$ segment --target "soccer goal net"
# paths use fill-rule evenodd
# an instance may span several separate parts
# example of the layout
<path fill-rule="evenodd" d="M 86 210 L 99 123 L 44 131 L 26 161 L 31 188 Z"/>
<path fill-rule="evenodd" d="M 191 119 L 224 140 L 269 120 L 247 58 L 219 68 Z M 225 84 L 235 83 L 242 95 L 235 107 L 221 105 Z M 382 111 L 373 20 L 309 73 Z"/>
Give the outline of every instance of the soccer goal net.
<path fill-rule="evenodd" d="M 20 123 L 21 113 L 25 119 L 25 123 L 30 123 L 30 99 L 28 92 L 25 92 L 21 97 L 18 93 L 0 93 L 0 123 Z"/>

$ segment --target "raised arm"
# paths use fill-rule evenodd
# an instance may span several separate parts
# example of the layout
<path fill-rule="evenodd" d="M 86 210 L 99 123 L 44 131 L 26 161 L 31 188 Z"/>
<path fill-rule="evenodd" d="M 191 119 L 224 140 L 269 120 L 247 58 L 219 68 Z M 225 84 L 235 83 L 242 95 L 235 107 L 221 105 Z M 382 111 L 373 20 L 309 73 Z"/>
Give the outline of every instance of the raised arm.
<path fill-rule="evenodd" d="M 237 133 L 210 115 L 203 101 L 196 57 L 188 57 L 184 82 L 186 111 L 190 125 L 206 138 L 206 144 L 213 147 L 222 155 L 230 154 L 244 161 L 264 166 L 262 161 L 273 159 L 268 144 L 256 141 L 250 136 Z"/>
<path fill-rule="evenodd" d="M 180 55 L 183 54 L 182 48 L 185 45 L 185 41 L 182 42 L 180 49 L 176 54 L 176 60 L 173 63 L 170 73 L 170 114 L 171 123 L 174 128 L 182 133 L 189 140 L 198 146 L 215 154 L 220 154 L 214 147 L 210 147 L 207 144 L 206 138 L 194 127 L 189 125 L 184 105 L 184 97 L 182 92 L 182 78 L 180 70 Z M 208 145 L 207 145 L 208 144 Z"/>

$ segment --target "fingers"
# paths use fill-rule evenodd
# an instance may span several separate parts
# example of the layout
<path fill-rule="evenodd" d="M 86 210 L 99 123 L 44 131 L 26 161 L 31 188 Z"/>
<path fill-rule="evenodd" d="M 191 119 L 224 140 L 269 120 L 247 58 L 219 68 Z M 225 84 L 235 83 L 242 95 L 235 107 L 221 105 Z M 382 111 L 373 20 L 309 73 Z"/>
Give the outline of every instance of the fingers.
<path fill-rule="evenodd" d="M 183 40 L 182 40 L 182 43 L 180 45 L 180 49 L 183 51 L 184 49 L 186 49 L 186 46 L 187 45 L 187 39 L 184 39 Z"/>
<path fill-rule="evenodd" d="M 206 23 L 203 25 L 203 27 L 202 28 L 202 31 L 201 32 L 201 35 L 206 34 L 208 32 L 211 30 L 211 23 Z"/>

+ + + +

### OBJECTIVE
Please copy the listing from its first line up to and including the line with "Give the outline of every instance of the soccer", renaming "soccer goal net" to "hockey goal net" and leaving everything else unchanged.

### RESPONSE TO THE TASK
$ segment --target "hockey goal net"
# paths use fill-rule evenodd
# an instance may span several separate parts
# example of the layout
<path fill-rule="evenodd" d="M 86 210 L 99 123 L 44 131 L 26 161 L 31 188 Z"/>
<path fill-rule="evenodd" d="M 191 119 L 224 140 L 269 120 L 247 58 L 219 68 Z M 225 84 L 235 83 L 242 95 L 235 107 L 221 105 Z M 382 111 L 373 20 L 309 73 Z"/>
Give the outline of every instance of the hockey goal net.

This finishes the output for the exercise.